*Stored records*:
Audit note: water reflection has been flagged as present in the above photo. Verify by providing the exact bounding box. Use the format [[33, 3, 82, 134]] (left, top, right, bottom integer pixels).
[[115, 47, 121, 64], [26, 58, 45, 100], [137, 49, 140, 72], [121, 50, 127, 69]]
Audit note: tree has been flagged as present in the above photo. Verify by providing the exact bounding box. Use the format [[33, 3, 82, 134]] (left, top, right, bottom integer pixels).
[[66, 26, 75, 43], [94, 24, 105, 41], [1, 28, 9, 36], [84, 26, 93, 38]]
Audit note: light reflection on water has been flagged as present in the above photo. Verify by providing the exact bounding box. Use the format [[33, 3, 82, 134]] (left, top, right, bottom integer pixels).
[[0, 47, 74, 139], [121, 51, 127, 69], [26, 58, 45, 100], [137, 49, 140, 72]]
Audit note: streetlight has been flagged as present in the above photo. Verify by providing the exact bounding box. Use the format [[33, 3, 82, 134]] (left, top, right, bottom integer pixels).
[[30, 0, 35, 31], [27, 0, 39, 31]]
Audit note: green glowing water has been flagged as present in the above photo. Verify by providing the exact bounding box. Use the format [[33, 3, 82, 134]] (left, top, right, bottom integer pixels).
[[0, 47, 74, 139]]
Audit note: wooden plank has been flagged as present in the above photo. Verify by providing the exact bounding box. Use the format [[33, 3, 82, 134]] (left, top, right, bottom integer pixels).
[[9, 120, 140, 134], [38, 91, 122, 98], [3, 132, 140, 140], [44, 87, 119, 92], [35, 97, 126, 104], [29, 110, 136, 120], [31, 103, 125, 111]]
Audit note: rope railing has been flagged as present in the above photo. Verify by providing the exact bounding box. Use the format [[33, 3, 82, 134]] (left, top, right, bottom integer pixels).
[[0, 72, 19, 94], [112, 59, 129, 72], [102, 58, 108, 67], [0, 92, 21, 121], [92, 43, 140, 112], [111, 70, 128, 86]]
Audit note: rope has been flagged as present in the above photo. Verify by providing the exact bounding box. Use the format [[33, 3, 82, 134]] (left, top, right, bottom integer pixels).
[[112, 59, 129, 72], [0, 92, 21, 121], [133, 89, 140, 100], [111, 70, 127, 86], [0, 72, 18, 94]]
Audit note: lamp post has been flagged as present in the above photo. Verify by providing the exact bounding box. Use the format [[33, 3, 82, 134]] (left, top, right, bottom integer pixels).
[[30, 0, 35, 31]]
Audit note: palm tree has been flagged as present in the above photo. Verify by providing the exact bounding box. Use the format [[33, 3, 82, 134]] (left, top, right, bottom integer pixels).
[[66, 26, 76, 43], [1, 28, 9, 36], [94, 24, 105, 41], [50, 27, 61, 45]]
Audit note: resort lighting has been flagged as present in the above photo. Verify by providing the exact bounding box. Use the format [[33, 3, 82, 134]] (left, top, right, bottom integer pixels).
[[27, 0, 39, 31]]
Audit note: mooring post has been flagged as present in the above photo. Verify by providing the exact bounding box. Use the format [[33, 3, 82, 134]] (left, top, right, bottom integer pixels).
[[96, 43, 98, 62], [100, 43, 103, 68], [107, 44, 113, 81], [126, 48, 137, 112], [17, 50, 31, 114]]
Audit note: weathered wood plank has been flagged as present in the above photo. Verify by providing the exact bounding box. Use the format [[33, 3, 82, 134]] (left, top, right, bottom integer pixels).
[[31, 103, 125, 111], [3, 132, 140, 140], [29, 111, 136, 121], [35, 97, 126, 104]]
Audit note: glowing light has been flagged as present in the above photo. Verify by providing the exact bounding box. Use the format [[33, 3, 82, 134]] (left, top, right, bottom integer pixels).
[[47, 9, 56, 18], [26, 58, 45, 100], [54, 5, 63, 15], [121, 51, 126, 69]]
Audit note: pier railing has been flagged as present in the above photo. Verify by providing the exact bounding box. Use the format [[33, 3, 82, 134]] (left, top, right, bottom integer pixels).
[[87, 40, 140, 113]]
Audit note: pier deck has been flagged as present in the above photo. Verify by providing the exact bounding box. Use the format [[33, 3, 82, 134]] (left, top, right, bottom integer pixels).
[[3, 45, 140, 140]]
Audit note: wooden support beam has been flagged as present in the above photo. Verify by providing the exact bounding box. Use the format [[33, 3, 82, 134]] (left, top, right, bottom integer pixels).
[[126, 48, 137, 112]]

*Aim*:
Convert all the records above into a numbered list, one line per item, with any blank lines removed.

*Solution to the problem*:
1. Audit note: water reflection has been flagged as present in the above photo. Verify by providing the exact bounding box. Use the format [[33, 3, 82, 134]] (left, top, right, bottom integer pixels).
2. [[115, 47, 121, 64], [26, 58, 45, 100], [137, 49, 140, 72], [121, 50, 127, 69]]
3. Audit note: tree has been flagged as present in the above photo. Verify by providing the exact bounding box. Use the format [[33, 3, 82, 134]] (left, top, right, bottom integer pixels).
4. [[66, 26, 75, 43], [94, 24, 105, 41], [1, 28, 9, 36], [84, 26, 93, 38]]
5. Audit note: light reflection on water has been flagged as present in the above photo. Verify by providing the exact bounding box. Use the format [[33, 3, 82, 134]] (left, top, right, bottom integer pixels).
6. [[0, 47, 74, 139], [121, 51, 127, 69], [26, 58, 45, 100], [137, 49, 140, 72]]
7. Audit note: streetlight has been flagged as present in the above photo. Verify by providing the exact bounding box. Use the format [[33, 3, 82, 134]] (left, top, right, bottom integer pixels).
8. [[30, 0, 35, 31], [27, 0, 39, 31]]
9. Audit note: green glowing water has been flagged as present in the above photo. Verify by providing the exact bounding box. Use the format [[33, 3, 82, 134]] (left, top, right, bottom integer pixels).
10. [[0, 47, 74, 139]]
11. Audit note: wooden plank has been flagged as present in the above photo. Verify by providing the exact bounding box. Use the format [[33, 3, 82, 134]] (left, top, right, bottom integer pixels).
12. [[9, 120, 140, 134], [38, 91, 122, 98], [3, 132, 140, 140], [44, 87, 119, 92], [35, 97, 126, 104], [29, 110, 136, 120], [31, 103, 125, 111]]
13. Audit note: rope railing has been flagged as present in the above photo. Verify by providing the exact bounding box. Use the format [[33, 3, 82, 134]] (left, top, right, bottom integer pixels).
14. [[0, 72, 19, 94], [112, 59, 129, 72], [102, 58, 108, 67], [0, 92, 21, 121], [92, 43, 140, 112], [111, 70, 128, 86]]
15. Audit note: rope has been flagged as present in the above photo. Verify by providing the exact bounding box. Use the format [[33, 3, 82, 134]] (left, top, right, bottom integer pixels).
16. [[112, 59, 129, 72], [0, 92, 21, 121], [133, 89, 140, 100], [111, 70, 127, 86], [0, 72, 18, 94]]
17. Audit note: lamp post has been flagged as present in the above photo. Verify by providing the exact bounding box. Use the format [[33, 3, 82, 134]] (left, top, right, bottom integer pixels).
18. [[30, 0, 35, 31]]
19. Audit note: palm tree has been flagged as present in the above photo. Verify by providing the exact bounding box. Use the format [[33, 3, 82, 134]] (left, top, right, bottom integer pixels).
20. [[66, 26, 76, 43], [1, 28, 9, 36], [94, 24, 105, 41], [50, 27, 61, 45]]
21. Audit note: resort lighting has been flagged as present in the above photo. Verify by providing the exact bounding box. Use the format [[33, 3, 82, 134]] (left, top, right, bottom integer pixels).
22. [[27, 0, 39, 31]]
23. Audit note: mooring post has been flagged as present in the above photo. Verify by providing the exact bounding box. Use the format [[33, 3, 82, 134]] (left, top, right, bottom integer pixels).
24. [[96, 43, 98, 62], [100, 43, 103, 68], [107, 44, 113, 81], [126, 48, 137, 112], [17, 50, 31, 114]]
25. Audit note: weathered wood plank has been flagged as present in the above photo. Verify by providing the exact bounding box. Use the format [[33, 3, 82, 134]] (left, top, right, bottom integer pixels).
26. [[31, 103, 125, 111], [3, 132, 140, 140], [29, 111, 136, 121], [35, 97, 126, 104]]
27. Audit note: glowing light has been flagged as present in the above photo. Verify by providing the exact bounding box. Use the format [[33, 3, 82, 134]] (left, top, right, bottom integer pixels).
28. [[47, 9, 56, 18], [26, 58, 45, 100], [54, 5, 63, 15], [121, 51, 126, 69]]
29. Audit note: pier railing has been flagged as present in the above photo. Verify by providing the exact bounding box. Use the format [[33, 3, 82, 134]] (left, top, right, bottom integer pixels).
30. [[87, 40, 140, 113]]
31. Audit note: pier deck has been flagged as present in the above photo. Verify by providing the exact bounding box. Use the format [[33, 3, 82, 134]] (left, top, right, bottom integer pixels).
32. [[3, 45, 140, 140]]
33. Audit note: wooden support beam has been flagged as present in the above photo. Verify by providing the exact bounding box. Use the format [[33, 3, 82, 134]] (left, top, right, bottom integer pixels).
34. [[126, 48, 137, 112]]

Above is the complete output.